--- TEXT SECTION ---
BEGIN

What’s Wrong With The US Healthcare System

What’s Wrong With The US Healthcare System
September 23 01:00 2014

The United States spends more on healthcare than any other developed nation. Having a baby here costs more than it would in any other country.

Yet Americans lead far shorter lives than residents of other developed countries. American infants have a lower chance of surviving past infancy than those born in eight other affluent nations.

What explains these striking incongruities?

1. Americans don’t live as long as we should.

In terms of overall life expectancy, the United States ranks 26th out of 34 Organization for Economic Cooperation and Development member countries. Americans enjoy fewer years than Slovenians and Koreans, living just a tad longer than Czechs and Chileans, who used to rank far behind us. life expectancy at birth
OECD Health At-A-Glance 2013

2. The US spends the most on healthcare and drugs of any developed country.

Nearly a fifth of America’s gross domestic product goes toward healthcare spending, putting us above the Netherlands, France, Germany, Canada and Switzerland, where actual health outcomes are much better.

3. Americans are still dying from treatable disease.
Americans are more likely to die from asthma than people than in Brazil or Costa Rica, even though the disease is equally prevalent in those countries.

END

--- REQUIREMENT 1 ---
In the article on the US healthcare system, where does the United States rank in overall life expectancy among OECD member countries?
--- REQUIREMENT 2 ---
Write the next part of the article on the US healthcare system, starting right after its last sentence.

--- RAW DATA ---

BEGIN

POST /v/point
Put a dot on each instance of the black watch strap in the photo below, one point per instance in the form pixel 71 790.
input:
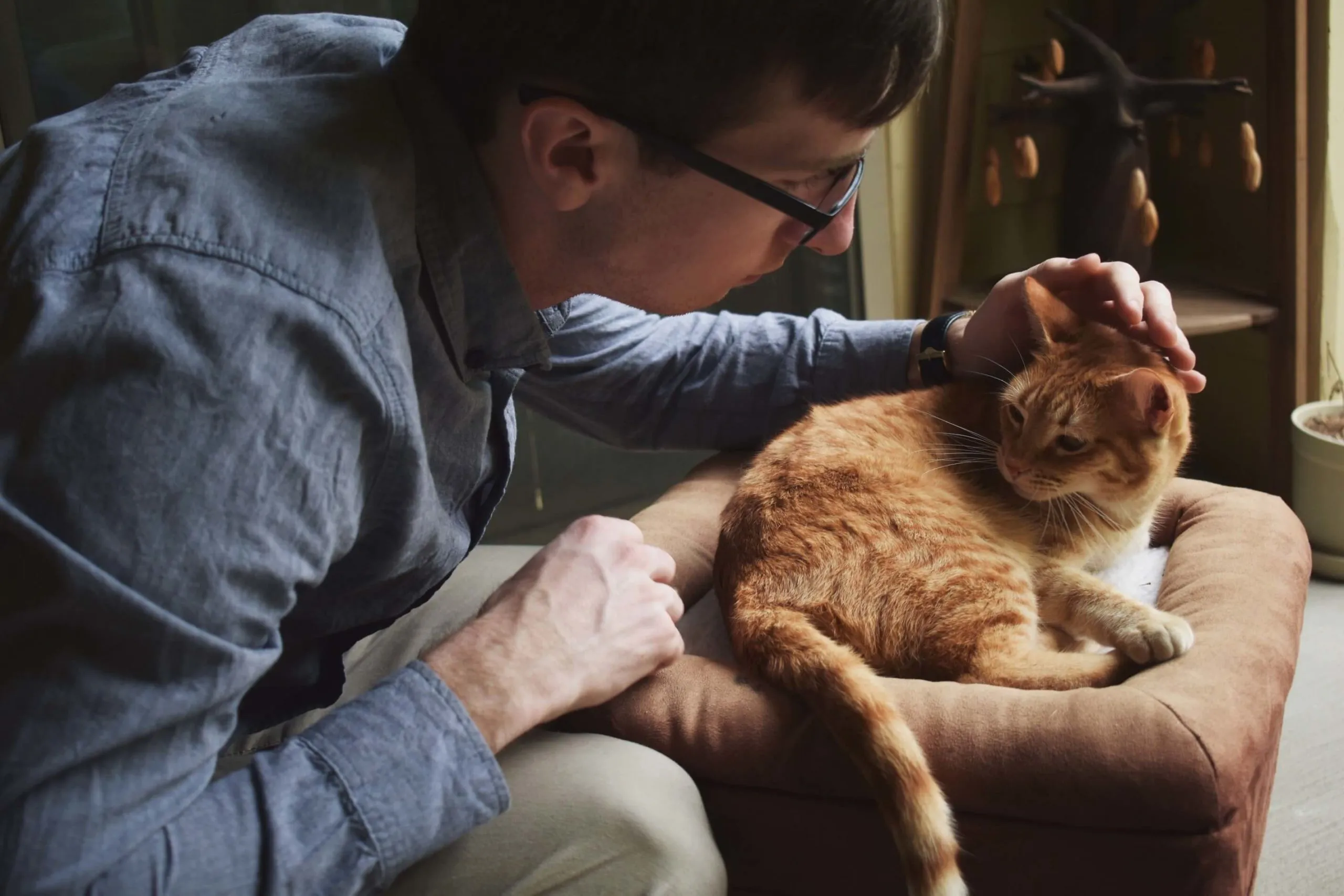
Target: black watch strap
pixel 933 350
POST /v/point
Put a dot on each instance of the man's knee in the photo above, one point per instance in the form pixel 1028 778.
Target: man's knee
pixel 651 812
pixel 636 810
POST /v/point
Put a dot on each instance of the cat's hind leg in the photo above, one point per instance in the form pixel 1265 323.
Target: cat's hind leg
pixel 1016 659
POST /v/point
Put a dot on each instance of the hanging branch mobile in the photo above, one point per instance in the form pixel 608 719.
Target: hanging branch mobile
pixel 1107 206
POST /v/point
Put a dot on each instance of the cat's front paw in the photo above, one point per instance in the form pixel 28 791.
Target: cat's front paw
pixel 1155 637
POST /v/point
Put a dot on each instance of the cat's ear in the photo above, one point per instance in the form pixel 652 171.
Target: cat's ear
pixel 1050 318
pixel 1150 398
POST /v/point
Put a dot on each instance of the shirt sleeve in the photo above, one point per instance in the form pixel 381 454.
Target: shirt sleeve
pixel 185 448
pixel 706 381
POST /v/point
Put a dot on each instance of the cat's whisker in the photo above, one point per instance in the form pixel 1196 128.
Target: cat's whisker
pixel 944 467
pixel 999 366
pixel 978 436
pixel 991 376
pixel 1085 503
pixel 1100 512
pixel 1079 516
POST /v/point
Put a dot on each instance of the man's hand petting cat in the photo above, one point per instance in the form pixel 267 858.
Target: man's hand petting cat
pixel 1000 335
pixel 582 621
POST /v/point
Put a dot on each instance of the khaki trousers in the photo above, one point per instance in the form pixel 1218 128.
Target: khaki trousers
pixel 589 816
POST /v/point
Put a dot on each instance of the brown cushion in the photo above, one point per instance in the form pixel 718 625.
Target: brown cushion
pixel 1184 746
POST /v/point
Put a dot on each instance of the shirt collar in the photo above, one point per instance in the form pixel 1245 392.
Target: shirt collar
pixel 487 316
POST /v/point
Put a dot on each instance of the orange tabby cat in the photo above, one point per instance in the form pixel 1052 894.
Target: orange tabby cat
pixel 945 534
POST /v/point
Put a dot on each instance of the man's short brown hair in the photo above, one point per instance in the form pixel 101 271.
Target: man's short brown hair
pixel 687 68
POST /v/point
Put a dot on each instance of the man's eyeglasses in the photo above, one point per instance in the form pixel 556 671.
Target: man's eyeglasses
pixel 808 219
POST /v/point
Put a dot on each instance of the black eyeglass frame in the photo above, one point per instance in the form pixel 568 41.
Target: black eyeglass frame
pixel 740 181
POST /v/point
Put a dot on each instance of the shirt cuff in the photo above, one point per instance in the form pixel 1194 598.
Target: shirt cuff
pixel 862 358
pixel 413 763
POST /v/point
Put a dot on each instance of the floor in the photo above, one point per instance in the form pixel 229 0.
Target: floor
pixel 1304 842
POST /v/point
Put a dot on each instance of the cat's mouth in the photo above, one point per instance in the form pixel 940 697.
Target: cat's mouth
pixel 1023 481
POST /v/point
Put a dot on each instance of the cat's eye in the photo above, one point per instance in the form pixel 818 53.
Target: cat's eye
pixel 1070 444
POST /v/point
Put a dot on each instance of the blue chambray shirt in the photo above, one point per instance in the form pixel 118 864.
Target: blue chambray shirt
pixel 258 351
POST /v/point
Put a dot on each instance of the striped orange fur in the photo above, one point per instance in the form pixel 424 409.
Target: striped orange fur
pixel 951 534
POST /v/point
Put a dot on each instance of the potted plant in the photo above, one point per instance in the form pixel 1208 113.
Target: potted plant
pixel 1319 476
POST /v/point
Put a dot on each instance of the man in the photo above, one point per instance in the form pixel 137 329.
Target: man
pixel 264 318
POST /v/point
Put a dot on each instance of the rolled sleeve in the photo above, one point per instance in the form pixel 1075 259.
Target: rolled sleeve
pixel 440 782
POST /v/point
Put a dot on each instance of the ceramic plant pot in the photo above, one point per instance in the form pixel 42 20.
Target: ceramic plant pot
pixel 1319 489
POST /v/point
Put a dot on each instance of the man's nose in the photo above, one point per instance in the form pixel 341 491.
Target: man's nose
pixel 838 236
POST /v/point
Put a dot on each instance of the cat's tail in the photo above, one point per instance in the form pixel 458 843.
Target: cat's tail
pixel 788 649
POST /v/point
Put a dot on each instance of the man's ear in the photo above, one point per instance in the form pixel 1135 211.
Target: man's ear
pixel 1052 319
pixel 566 148
pixel 1148 398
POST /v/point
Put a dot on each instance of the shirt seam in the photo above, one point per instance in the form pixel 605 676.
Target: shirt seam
pixel 464 719
pixel 350 805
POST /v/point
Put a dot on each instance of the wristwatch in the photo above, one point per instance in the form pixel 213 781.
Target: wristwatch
pixel 933 350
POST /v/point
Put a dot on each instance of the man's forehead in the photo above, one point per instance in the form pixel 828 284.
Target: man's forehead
pixel 796 136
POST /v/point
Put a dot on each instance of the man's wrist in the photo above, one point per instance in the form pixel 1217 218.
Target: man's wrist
pixel 913 378
pixel 952 359
pixel 494 687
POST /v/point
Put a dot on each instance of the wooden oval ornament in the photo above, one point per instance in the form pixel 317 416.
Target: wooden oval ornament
pixel 1026 157
pixel 994 183
pixel 1254 172
pixel 1138 188
pixel 1203 58
pixel 1247 140
pixel 1206 150
pixel 1148 224
pixel 1055 57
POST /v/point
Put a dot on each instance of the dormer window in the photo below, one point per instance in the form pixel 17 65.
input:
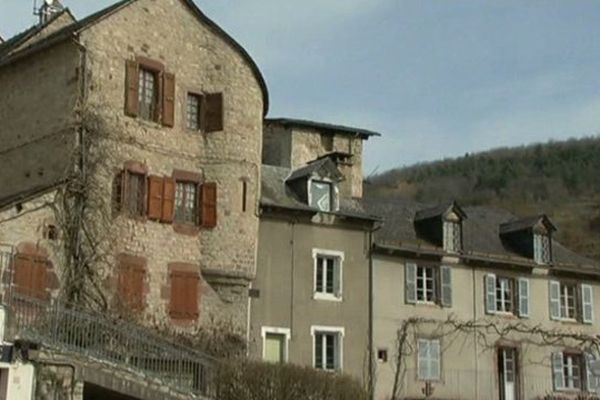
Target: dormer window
pixel 541 249
pixel 452 236
pixel 321 195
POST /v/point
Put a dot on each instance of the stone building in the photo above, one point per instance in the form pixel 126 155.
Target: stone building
pixel 131 156
pixel 310 302
pixel 477 303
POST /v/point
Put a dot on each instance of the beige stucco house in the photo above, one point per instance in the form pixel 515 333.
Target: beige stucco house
pixel 476 303
pixel 310 302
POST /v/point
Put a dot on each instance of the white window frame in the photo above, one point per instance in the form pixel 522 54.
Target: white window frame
pixel 435 280
pixel 276 331
pixel 339 256
pixel 449 236
pixel 340 331
pixel 439 371
pixel 333 193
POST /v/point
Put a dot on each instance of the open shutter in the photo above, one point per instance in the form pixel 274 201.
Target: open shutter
pixel 587 303
pixel 132 86
pixel 209 205
pixel 23 274
pixel 213 112
pixel 558 374
pixel 446 286
pixel 490 290
pixel 591 380
pixel 410 287
pixel 554 290
pixel 523 297
pixel 155 196
pixel 168 201
pixel 168 106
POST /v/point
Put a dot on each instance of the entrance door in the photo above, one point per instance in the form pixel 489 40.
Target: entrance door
pixel 274 347
pixel 508 378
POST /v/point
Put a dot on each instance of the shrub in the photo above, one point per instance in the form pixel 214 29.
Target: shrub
pixel 245 380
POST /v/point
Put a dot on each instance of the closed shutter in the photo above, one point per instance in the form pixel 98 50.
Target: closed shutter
pixel 591 380
pixel 168 203
pixel 490 290
pixel 209 205
pixel 213 112
pixel 523 298
pixel 155 196
pixel 558 374
pixel 119 191
pixel 131 93
pixel 410 286
pixel 168 116
pixel 554 291
pixel 587 303
pixel 446 286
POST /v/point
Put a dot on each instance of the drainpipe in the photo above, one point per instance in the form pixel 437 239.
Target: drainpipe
pixel 370 377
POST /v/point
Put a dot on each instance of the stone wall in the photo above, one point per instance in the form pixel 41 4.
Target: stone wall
pixel 202 61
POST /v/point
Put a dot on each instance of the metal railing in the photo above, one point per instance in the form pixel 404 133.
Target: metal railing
pixel 118 342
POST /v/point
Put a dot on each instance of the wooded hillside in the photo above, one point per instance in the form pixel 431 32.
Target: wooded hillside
pixel 561 179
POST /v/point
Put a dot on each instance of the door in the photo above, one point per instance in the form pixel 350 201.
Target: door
pixel 274 347
pixel 508 378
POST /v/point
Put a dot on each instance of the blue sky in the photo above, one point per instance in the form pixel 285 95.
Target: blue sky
pixel 438 78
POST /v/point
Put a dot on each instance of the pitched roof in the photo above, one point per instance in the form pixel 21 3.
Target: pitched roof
pixel 302 123
pixel 481 232
pixel 90 20
pixel 276 193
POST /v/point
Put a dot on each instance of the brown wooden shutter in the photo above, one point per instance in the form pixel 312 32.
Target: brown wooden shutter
pixel 213 112
pixel 132 87
pixel 168 204
pixel 168 100
pixel 155 197
pixel 209 205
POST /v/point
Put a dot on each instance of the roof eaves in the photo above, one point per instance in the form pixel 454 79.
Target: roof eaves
pixel 364 133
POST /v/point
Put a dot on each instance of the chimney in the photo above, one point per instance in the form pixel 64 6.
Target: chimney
pixel 48 9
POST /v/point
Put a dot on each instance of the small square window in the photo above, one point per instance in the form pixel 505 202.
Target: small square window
pixel 193 113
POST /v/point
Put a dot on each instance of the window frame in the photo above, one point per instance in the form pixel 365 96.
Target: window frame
pixel 335 330
pixel 332 194
pixel 338 257
pixel 287 332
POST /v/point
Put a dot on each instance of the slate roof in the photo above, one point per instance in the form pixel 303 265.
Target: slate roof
pixel 275 193
pixel 303 123
pixel 88 21
pixel 481 233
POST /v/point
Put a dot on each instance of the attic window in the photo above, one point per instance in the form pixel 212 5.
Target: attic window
pixel 452 236
pixel 321 195
pixel 541 249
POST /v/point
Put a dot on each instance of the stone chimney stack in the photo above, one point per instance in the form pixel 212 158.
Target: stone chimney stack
pixel 48 9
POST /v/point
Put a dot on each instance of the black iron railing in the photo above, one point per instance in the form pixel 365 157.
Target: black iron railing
pixel 114 341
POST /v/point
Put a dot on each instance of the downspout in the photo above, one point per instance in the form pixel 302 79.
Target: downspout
pixel 371 364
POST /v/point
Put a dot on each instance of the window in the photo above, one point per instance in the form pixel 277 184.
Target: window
pixel 452 236
pixel 194 111
pixel 321 195
pixel 132 272
pixel 184 294
pixel 275 344
pixel 505 295
pixel 425 285
pixel 327 348
pixel 328 274
pixel 428 284
pixel 542 249
pixel 148 94
pixel 428 359
pixel 186 202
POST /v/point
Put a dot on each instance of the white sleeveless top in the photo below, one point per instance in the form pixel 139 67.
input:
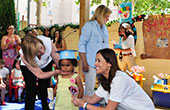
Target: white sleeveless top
pixel 17 73
pixel 46 57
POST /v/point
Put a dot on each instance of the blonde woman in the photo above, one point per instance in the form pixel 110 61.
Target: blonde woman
pixel 94 36
pixel 9 45
pixel 38 53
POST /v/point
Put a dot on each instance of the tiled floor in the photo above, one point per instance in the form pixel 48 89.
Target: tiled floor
pixel 161 108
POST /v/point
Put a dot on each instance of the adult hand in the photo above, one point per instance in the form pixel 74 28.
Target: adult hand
pixel 78 102
pixel 85 67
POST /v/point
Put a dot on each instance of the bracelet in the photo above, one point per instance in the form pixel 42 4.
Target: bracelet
pixel 85 105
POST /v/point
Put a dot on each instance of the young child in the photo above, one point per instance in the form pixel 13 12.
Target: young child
pixel 2 88
pixel 4 72
pixel 68 82
pixel 17 78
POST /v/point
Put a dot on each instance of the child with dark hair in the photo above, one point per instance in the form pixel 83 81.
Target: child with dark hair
pixel 4 72
pixel 17 78
pixel 2 88
pixel 126 47
pixel 68 82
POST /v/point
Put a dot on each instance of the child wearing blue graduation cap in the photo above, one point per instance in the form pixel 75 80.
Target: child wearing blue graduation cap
pixel 68 82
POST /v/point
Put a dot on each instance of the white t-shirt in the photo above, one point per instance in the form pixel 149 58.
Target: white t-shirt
pixel 4 72
pixel 46 57
pixel 129 43
pixel 127 93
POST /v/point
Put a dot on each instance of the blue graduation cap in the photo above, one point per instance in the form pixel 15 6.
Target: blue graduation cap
pixel 67 54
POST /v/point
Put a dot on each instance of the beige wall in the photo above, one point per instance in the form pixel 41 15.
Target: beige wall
pixel 152 66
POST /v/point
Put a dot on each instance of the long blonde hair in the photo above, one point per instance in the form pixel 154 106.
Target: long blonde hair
pixel 99 14
pixel 30 49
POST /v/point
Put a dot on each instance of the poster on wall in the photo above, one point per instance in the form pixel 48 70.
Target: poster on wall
pixel 156 33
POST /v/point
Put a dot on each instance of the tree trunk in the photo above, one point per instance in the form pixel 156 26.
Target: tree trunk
pixel 38 13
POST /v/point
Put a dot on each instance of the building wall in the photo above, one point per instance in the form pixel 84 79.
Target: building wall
pixel 152 66
pixel 57 12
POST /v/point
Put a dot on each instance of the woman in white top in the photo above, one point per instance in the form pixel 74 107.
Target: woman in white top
pixel 127 50
pixel 38 53
pixel 119 90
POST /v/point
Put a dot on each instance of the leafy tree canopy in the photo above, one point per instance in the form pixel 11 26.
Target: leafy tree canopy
pixel 141 6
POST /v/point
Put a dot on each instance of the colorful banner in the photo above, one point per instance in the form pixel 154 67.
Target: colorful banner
pixel 156 33
pixel 125 12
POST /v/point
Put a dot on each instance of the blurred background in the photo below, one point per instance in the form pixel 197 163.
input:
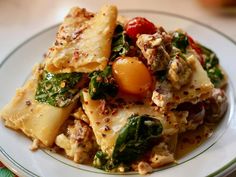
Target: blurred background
pixel 20 19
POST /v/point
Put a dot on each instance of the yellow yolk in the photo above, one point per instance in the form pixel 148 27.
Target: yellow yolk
pixel 131 75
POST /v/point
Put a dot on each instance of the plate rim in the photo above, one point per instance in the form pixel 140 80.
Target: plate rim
pixel 20 170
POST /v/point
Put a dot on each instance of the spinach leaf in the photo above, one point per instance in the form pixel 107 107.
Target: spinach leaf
pixel 135 138
pixel 57 89
pixel 119 44
pixel 102 84
pixel 180 41
pixel 211 65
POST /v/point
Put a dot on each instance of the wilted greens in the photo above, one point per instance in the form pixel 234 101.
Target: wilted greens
pixel 134 139
pixel 180 41
pixel 102 84
pixel 211 65
pixel 120 46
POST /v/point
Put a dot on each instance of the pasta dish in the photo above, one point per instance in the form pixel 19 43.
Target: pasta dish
pixel 120 94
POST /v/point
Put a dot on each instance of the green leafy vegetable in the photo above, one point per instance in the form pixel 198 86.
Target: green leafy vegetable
pixel 180 41
pixel 119 44
pixel 57 89
pixel 102 84
pixel 134 139
pixel 211 65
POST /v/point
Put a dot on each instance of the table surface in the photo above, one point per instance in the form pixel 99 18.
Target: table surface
pixel 20 19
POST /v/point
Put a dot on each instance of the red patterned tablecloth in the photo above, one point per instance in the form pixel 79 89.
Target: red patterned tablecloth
pixel 5 172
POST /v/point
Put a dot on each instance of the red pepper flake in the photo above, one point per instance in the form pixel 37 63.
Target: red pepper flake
pixel 103 135
pixel 197 49
pixel 28 102
pixel 114 111
pixel 177 97
pixel 185 92
pixel 107 119
pixel 76 54
pixel 107 128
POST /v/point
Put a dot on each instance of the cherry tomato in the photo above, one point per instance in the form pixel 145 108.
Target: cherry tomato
pixel 196 48
pixel 139 25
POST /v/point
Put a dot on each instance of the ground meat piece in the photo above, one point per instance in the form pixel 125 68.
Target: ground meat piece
pixel 216 106
pixel 144 168
pixel 156 49
pixel 179 72
pixel 161 155
pixel 194 117
pixel 78 142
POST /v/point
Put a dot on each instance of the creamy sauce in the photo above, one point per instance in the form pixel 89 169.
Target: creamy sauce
pixel 190 140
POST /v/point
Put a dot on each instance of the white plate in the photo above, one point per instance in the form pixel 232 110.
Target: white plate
pixel 216 157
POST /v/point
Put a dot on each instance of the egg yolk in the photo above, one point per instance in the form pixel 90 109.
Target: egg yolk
pixel 131 75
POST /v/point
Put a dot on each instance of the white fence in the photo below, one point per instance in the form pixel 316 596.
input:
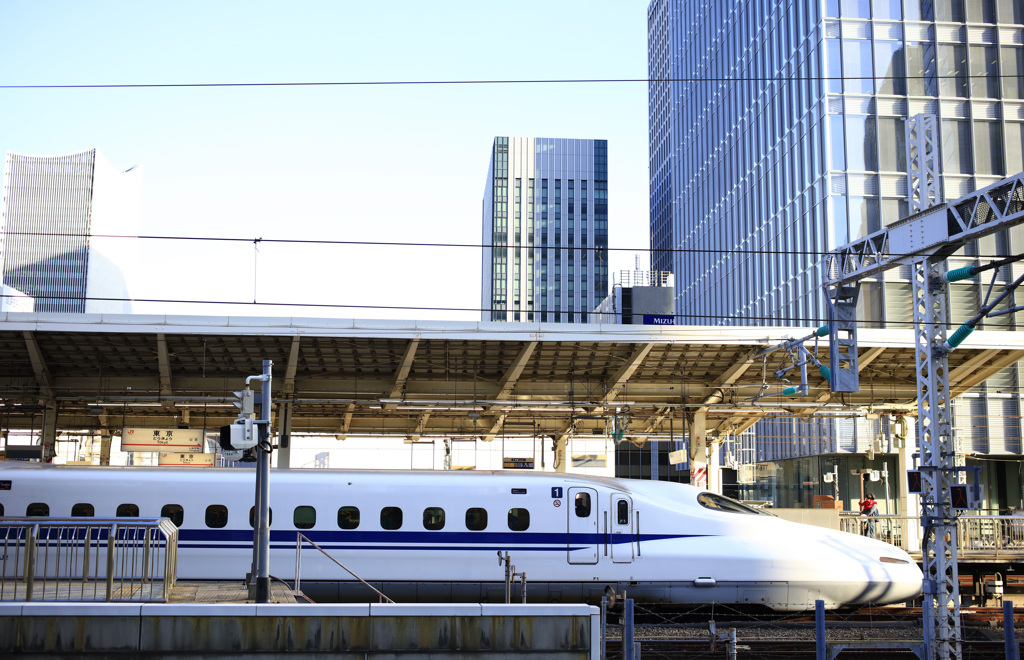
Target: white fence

END

--- ANSWER SPACE 1 ---
26th out of 34 OECD member countries.

--- ANSWER SPACE 2 ---
4. Americans with those diseases are more likely to end up in a hospital — and more likely to die once they are admitted.

We send more adult asthma sufferers to the hospital to be treated than any other developed country, coming in just under the Slovakian Republic. The soaring cost of asthma medication in the US (a Qvar brand inhaler, for example, costs 18 times more in the US than it does in Greece) is partially to blame for this problem, but access to preventative care also plays a role. Uninsured asthma patients are far more likely to die in the hospital than those with insurance.

5. US life expectancy varies by skin color.

In 2009, the average black American could expect to live to just 75, the same life expectancy white Americans enjoyed 30 years earlier in 1979. Today, Black Americans remain far more likely than white Americans to die from heart disease, cancer and diabetes, according to the Centers for Disease Control and Prevention.

6. It’s too easy for Americans to opt out of vaccinations, leading to new cases of preventable diseases.

Low vaccination rates can lead to outbreaks of diseases like measles and Hepatitis B, especially among susceptible populations such as the young and the elderly. A handful of wealthy southern California schools have lower vaccination rates than South Sudan — a troubling trend that extends to New York City private schools as well.

7. Doctors in the US spend very little time with patients.

In comparison to physicians in the Czech Republic, New Zealand, France and Israel, doctors in the US spend far less time consulting with patients and do a far worse job explaining to them what’s wrong.

8. Life-saving prescription drugs cost a fortune.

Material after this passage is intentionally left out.